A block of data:
• • • •

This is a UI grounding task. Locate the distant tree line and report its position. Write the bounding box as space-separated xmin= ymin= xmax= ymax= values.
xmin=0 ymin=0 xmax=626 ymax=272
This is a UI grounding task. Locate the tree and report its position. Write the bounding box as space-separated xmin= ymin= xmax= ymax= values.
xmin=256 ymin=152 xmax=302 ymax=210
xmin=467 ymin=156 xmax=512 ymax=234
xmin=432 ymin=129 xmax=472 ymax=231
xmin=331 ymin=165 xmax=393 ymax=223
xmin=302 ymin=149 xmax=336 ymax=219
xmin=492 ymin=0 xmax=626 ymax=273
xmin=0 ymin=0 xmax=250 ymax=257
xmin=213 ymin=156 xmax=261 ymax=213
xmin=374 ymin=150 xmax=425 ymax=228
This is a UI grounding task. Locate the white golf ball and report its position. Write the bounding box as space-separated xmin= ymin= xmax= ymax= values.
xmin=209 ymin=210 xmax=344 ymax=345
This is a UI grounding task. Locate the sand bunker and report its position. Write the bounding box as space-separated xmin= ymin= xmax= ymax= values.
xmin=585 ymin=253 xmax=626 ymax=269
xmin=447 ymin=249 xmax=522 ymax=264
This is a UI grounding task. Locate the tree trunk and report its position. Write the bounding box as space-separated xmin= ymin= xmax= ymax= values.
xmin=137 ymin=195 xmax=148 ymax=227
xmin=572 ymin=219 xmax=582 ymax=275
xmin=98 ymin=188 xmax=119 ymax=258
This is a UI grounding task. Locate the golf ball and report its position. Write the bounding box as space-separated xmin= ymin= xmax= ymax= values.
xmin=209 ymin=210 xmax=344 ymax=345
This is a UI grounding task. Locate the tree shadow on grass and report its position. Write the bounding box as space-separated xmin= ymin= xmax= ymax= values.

• • • •

● What to produce: Starting at the beginning of the data and ending at the line that contains "xmin=0 ymin=0 xmax=626 ymax=272", reproduce every line, requests included, with each bounding-box coordinate in the answers increased by 30.

● The solution:
This is a UI grounding task. Locate the distant tree line and report its position. Write the bounding box as space-separated xmin= ymin= xmax= ymax= values.
xmin=30 ymin=30 xmax=656 ymax=302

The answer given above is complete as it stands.